---------- Brano scelto ----------

In sede di merito, la Corte di Appello di Firenze non aveva riconosciuto tutela al marchio notorio, ravvisando l’insussistenza di una somiglianza tra il detto marchio e il segno posteriore tale da indurre in errore il consumatore “medio”. In particolare, aveva escluso ogni eventuale rischio di confusione sulla base del fatto che i marchi riferibili alla società cinese presentassero alcuni tratti distintivi rispetto al noto brand, osservando ulteriormente che “l’alta rinomanza del marchio (…) offra un ulteriore argomento a conferma dell’insussistenza del rischio di confusione ed associazione, essendo l’acquirente medio dei prodotti (…) un soggetto qualificato”.

Avverso tale sentenza, la società titolare del marchio notorio ha proposto ricorso per Cassazione.

La Suprema Corte ha censurato la sentenza impugnata per aver omesso di considerare la tutela specifica rafforzata prevista per i marchi notori dall’art. 20, lett. c) del D. Lgs. n. 30/2005 (“il titolare ha il diritto di vietare ai terzi, salvo proprio consenso, di usare nell’attività economica … (lett. c)… un segno identico o simile al marchio registrato per prodotti o servizi anche non affini, se il marchio registrato goda nello stato di rinomanza e se l’uso del segno senza giusto motivo consente di trarre indebitamente vantaggio dal carattere distintivo o dalla rinomanza del marchio o reca pregiudizio agli stessi”) e per aver trascurato gli sviluppi della giurisprudenza comunitaria, secondo cui per aversi violazione non è necessario un rischio di confusione, essendo sufficiente anche un semplice nesso tra il segno e il marchio.

Più in particolare, ha precisato che: “(…) non vi è dubbio che una estesa commercializzazione di prodotti recanti segni identici o simili a marchi rinomati possa fondatamente cambiare le abitudini della clientela cui tali articoli sono normalmente indirizzati, soprattutto di quella che è orientata all’acquisto per il carattere esclusivo del prodotto, per l’elevatissimo target del medesimo, la quale, per non incorrere nel rischio che il suo costoso accessorio di lusso possa essere confuso con uno contraffatto, può dirigersi verso altre marche altrettanto rinomate”.

Secondo la legge italiana, per far valere la tutela specifica rafforzata del titolare del marchio non è richiesta la sussistenza, quale requisito, del rischio di confusione ma, che il contraffattore possa trarre indebito vantaggio dalla rinomanza del brand anteriore, recando pregiudizio allo stesso.

---------- Righe estratte ----------

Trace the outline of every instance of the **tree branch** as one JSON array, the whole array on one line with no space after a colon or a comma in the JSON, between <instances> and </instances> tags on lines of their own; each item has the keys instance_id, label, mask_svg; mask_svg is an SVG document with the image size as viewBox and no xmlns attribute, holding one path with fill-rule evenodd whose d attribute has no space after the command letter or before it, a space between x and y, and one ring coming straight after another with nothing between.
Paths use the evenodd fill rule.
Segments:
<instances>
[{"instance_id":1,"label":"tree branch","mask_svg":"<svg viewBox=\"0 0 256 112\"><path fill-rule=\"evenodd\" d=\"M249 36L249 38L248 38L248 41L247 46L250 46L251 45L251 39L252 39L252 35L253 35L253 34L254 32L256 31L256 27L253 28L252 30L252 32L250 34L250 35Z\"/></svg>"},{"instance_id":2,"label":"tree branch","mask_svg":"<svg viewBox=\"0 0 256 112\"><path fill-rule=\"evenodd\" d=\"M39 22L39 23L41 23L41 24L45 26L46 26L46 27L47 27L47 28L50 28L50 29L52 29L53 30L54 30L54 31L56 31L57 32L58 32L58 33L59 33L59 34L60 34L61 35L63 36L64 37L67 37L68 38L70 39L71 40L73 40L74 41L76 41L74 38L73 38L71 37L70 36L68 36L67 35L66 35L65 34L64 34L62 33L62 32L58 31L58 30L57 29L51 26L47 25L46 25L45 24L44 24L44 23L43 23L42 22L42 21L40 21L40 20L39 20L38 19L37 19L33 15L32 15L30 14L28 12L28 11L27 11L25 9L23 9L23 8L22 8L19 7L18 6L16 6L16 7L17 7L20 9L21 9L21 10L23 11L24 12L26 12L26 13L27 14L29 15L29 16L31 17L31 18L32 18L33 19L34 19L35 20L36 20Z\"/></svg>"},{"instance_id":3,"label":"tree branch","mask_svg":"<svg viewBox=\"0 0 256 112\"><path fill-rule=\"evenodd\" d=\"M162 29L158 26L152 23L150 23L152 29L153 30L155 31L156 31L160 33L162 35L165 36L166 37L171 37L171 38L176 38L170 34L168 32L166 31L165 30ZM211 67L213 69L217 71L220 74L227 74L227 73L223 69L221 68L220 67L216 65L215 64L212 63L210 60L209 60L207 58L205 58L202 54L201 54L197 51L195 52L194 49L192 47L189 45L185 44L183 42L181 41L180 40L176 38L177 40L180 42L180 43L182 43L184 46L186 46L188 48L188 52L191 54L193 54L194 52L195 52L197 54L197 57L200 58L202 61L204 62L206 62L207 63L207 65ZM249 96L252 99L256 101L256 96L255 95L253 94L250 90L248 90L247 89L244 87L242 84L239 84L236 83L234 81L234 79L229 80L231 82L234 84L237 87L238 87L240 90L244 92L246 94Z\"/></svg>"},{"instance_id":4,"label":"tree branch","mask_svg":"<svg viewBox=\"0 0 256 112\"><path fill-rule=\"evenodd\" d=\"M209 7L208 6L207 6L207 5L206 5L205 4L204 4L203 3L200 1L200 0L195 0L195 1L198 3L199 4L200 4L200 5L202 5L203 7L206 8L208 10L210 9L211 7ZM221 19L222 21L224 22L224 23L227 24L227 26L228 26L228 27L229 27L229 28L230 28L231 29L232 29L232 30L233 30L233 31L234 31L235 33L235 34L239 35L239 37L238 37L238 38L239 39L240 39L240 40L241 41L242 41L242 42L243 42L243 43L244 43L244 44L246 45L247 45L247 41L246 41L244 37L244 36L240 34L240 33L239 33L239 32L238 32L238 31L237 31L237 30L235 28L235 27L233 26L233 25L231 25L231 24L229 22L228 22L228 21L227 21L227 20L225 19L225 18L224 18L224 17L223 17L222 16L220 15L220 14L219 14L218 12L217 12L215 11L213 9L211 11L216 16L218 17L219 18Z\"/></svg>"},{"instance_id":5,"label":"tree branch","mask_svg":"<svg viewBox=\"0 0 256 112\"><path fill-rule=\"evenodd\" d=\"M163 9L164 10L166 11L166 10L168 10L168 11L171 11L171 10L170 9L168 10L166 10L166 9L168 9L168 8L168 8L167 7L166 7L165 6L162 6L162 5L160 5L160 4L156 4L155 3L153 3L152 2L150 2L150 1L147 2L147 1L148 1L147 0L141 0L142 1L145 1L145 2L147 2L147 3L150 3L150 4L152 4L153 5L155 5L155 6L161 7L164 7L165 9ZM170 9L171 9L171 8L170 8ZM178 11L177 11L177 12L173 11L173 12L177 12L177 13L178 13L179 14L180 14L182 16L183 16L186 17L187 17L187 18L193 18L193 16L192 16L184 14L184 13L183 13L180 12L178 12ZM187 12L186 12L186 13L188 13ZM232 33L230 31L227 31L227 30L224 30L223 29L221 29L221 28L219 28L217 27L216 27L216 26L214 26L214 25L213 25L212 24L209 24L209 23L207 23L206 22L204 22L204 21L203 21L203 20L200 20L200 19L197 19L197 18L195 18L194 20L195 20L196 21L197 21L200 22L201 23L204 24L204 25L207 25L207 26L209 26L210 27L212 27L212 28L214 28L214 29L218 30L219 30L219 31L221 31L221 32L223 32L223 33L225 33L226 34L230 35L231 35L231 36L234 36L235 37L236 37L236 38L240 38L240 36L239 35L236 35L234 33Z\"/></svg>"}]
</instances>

----------

**Consegna 1**
Nel brano sul marchio notorio, quale disposizione di legge prevede la tutela specifica rafforzata per i marchi notori?
**Consegna 2**
In base al brano sul marchio notorio, perché la Corte di Appello di Firenze aveva escluso il rischio di confusione?
**Consegna 3**
Scrivi, per favore, il seguito del brano sul marchio notorio a partire dalla sua ultima frase.

**Risposta 1**
L'art. 20, lett. c) del D. Lgs. n. 30/2005.

**Risposta 2**
I marchi riferibili alla società cinese presentavano alcuni tratti distintivi rispetto al noto brand. Inoltre, per la Corte, l'alta rinomanza del marchio confermava l'assenza del rischio di confusione e associazione, perché l'acquirente medio di quei prodotti è un soggetto qualificato.

**Risposta 3**
Il pregiudizio alla notorietà si verifica quando i prodotti per i quali il marchio identico o simile è usato dal terzo venga percepito dai consumatori “in modo tale che il potere di attrazione del marchio ne risulti compromesso”.

Per indebito vantaggio, invece, deve intendersi il “parassitismo” del titolare del marchio contraffatto che, godendo della notorietà, reputazione e prestigio del brand rinomato, non operi alcuno sforzo commerciale, non riconoscendo per giunta alcun corrispettivo economico volto a compensare l’impegno messo in atto dal titolare del marchio noto per crearlo e mantenerne l’immagine.

Pertanto, è irrilevante che coloro che sono soliti acquistare prodotti del noto brand possano essere indotti in errore in ordine all’articolo con marchio contraffatto, potendo quest’ultimo “indirizzarsi a quei consumatori che lo scelgono in modo consapevole non per le sue caratteristiche, decorative o di materiale, intrinseche, ma solo per la sua forte somiglianza a quello celebre”.

La Corte di Cassazione ha precisato che, al fine di accertare la sussistenza dell’indebito vantaggio tratto dal carattere distintivo o dalla notorietà del marchio, occorra tener conto di tutti gli elementi rilevanti nel caso di specie. Tra questi, “l’intensità della notorietà e il grado del carattere distintivo del marchio, il grado di somiglianza fra i marchi in conflitto, nonché la natura e il grado di prossimità dei prodotti o servizi interessati”.

Per tali motivi, la Suprema Corte ha disposto l’accoglimento del ricorso cassando la sentenza con rinvio alla Corte d’Appello di Firenze.